DATA →
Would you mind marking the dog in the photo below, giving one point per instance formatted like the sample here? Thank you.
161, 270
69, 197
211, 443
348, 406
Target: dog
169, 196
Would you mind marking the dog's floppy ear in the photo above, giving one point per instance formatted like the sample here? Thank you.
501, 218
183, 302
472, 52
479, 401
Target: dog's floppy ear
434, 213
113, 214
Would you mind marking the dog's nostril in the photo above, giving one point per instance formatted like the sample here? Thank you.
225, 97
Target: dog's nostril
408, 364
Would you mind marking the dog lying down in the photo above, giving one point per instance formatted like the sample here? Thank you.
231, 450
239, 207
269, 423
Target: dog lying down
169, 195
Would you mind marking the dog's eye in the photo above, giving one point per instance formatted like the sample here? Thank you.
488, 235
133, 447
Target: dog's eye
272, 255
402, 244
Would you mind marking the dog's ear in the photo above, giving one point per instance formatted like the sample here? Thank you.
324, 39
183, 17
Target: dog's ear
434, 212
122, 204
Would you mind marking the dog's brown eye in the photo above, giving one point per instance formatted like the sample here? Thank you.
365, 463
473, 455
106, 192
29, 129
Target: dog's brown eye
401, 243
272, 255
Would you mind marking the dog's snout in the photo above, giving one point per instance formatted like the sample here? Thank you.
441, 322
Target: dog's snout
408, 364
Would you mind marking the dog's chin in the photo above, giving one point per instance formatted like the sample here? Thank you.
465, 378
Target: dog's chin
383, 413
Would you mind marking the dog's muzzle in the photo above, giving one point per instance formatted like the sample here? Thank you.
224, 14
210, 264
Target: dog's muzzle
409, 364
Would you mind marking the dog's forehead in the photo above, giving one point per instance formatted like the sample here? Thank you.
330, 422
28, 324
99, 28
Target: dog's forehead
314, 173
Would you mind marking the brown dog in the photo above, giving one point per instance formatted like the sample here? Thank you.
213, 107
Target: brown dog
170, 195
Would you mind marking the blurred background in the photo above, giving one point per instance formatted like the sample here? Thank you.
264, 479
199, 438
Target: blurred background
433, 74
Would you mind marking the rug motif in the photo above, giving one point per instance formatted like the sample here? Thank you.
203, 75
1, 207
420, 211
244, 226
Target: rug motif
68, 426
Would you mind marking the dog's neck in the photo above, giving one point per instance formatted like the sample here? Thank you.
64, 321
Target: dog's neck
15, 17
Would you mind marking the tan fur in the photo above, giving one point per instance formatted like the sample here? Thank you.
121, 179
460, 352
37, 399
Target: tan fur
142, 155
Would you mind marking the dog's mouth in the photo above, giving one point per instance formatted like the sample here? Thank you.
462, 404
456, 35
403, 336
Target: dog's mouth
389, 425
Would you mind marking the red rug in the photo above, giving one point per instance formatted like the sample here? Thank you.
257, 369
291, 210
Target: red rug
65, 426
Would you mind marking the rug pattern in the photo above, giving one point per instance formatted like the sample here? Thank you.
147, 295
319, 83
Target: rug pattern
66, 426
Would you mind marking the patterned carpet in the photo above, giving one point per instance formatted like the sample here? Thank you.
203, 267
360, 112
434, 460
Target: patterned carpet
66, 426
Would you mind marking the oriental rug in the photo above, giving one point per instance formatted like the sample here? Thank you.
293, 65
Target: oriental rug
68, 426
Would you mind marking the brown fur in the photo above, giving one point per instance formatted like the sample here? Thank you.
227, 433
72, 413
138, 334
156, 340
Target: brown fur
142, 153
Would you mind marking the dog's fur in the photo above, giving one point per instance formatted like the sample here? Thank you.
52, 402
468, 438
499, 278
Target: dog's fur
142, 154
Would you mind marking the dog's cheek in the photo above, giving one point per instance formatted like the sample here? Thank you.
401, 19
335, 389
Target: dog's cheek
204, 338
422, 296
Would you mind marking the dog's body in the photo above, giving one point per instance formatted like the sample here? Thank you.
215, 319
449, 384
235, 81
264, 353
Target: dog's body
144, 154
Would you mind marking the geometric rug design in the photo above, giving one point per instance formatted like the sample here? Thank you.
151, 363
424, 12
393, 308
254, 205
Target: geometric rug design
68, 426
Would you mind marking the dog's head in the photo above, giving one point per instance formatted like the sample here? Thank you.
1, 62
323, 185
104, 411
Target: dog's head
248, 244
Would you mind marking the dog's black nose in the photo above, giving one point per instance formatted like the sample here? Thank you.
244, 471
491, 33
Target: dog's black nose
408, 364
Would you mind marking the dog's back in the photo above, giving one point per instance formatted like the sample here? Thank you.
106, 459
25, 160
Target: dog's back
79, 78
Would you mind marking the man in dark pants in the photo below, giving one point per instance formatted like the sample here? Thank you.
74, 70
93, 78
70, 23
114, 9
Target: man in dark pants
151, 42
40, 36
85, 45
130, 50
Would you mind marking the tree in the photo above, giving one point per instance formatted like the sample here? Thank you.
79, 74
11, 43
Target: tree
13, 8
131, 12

STATED GOAL → Rewrite all of the records above, swapping "Target" for "Object" everywhere it appears and leaving everything else untouched.

EXERCISE ANSWER →
Would you mind marking the dog in the photo below, giving one point per instance formatted like the sample here? Thank you.
161, 270
69, 197
211, 443
348, 406
Object: dog
169, 196
Would you mind marking the dog's floppy ear in the photo above, giving one point per instance formatted like the sample here? Thank you.
501, 218
183, 302
472, 52
479, 401
Object: dog's floppy ear
434, 213
113, 214
Would you mind marking the dog's nostril in the photo above, giving one point per instance formatted like the sample here? Thank you.
225, 97
Object: dog's nostril
408, 364
Would you mind marking the dog lying down in the photo above, giving one point per instance formatted like the sample here? Thank you.
231, 450
239, 207
269, 423
Object: dog lying down
169, 195
Would you mind marking the dog's eye in the photo above, giving one point per instance formatted like the sample here? Thank you.
488, 235
133, 447
Object: dog's eye
272, 255
402, 244
Would you mind marking the dog's ear in the photo above, giving one point per instance formatted like the sample here? Thank you.
324, 39
183, 17
Object: dog's ear
434, 212
122, 204
Would you mind marking the dog's brown eye in the photo above, giving one point per instance formatted like the sample here? Thank you.
365, 463
473, 455
106, 192
29, 129
Object: dog's brown eye
401, 243
272, 255
Would you mind marking the dog's snout in the photo above, giving one point per instance formatted like the sample here? Thank you.
441, 322
Object: dog's snout
408, 364
Would you mind marking the dog's chin in the photo above, giving one point per instance formatted like the sample here? Thank you.
465, 378
Object: dog's chin
383, 413
Would you mind marking the dog's muzzle in the photo above, giving one point per instance formatted like the sample here? Thank you.
224, 14
210, 264
Object: dog's muzzle
409, 364
Would you mind marking the dog's forehead in the photo above, giving one point per instance formatted like the sample here? Thank you.
330, 422
28, 324
99, 28
Object: dog's forehead
314, 173
Would you mind marking the brown dog in the photo above, giving one point per instance formatted like the sample here? Thank you.
213, 107
Object: brown dog
170, 195
Would you mind marking the blurred background in the photo above, giving one point per instance formatted like the sample here? Thank you.
264, 479
199, 438
Object: blurred background
433, 74
Would you mind marking the rug motif in the photo above, giving one point per instance formatted like the sample here? Thank you.
203, 75
1, 207
420, 211
244, 226
Object: rug motif
68, 426
Would you mind marking the dog's neck in the photo above, giving one point per instance formatted like the sample here? Thank you.
64, 321
Object: dog's neck
15, 17
Would you mind marking the tan fur in the photo above, giving one point per instance formatted like the sample here? Thank you.
121, 179
460, 352
37, 399
Object: tan fur
142, 155
Would you mind marking the dog's mouth in the photo above, giving one point per instance formatted like the sample here? Thank you.
462, 404
456, 35
403, 336
Object: dog's mouth
389, 425
Would you mind marking the red rug in the photo above, giving one point per instance formatted like the sample here? Thank you.
257, 369
291, 210
Object: red rug
65, 426
Would you mind marking the rug pattern in the photo above, giving one point per instance formatted like the sample here? Thank you.
147, 295
319, 83
Object: rug pattern
66, 426
Would you mind marking the patterned carpet in the photo above, giving one point per instance formatted like the sample here? Thank you.
203, 267
360, 112
434, 460
Object: patterned carpet
66, 426
Would you mind marking the oriental rug in the photo above, giving one point per instance formatted like the sample here? Thank you.
293, 65
Object: oriental rug
68, 426
Would you mind marking the brown fur in the photo above, giving one point per instance formatted like the sample here? Thank you.
227, 433
72, 413
138, 334
156, 340
Object: brown fur
142, 153
Would you mind marking the dog's fur in the photo above, giving one point per instance formatted like the sample here? Thank you.
52, 402
468, 438
499, 278
Object: dog's fur
142, 154
Would you mind marking the dog's cheek in the photo above, giving one point per instance formatted like the sample here? Thank you.
401, 19
335, 389
Object: dog's cheek
204, 338
422, 296
Would you mind marking the dog's body in the photo above, giving one point per instance formatted like the sample here? Thank you.
215, 319
449, 384
235, 81
264, 353
Object: dog's body
144, 154
Would you mind marking the geometric rug design in the photo above, giving one point per instance formatted like the sample here? Thank you.
151, 363
424, 12
393, 308
254, 205
Object: geometric rug design
68, 426
Would you mind marking the dog's head in the photo above, giving one point per instance formatted like the sample here? Thank you.
1, 62
323, 185
104, 411
Object: dog's head
248, 244
Would you mind marking the dog's black nose in the photo above, giving one point per instance formatted like the sample here? Thank you.
244, 471
491, 33
Object: dog's black nose
408, 364
Would you mind marking the dog's back in the photo above, giving one point per instance formatted like the sample here? Thank you.
106, 459
25, 160
Object: dog's back
79, 78
Would you mind marking the man in dark pants in the photo below, giving one point per instance formatted like the sample here? Thank you.
74, 70
93, 78
70, 23
114, 9
Object: man in dark pants
151, 42
40, 36
85, 45
130, 50
Would you mind marking the tree in the photo above, giving one point per instance formatted like the sample here? Thank you.
79, 74
11, 43
Object: tree
13, 8
131, 12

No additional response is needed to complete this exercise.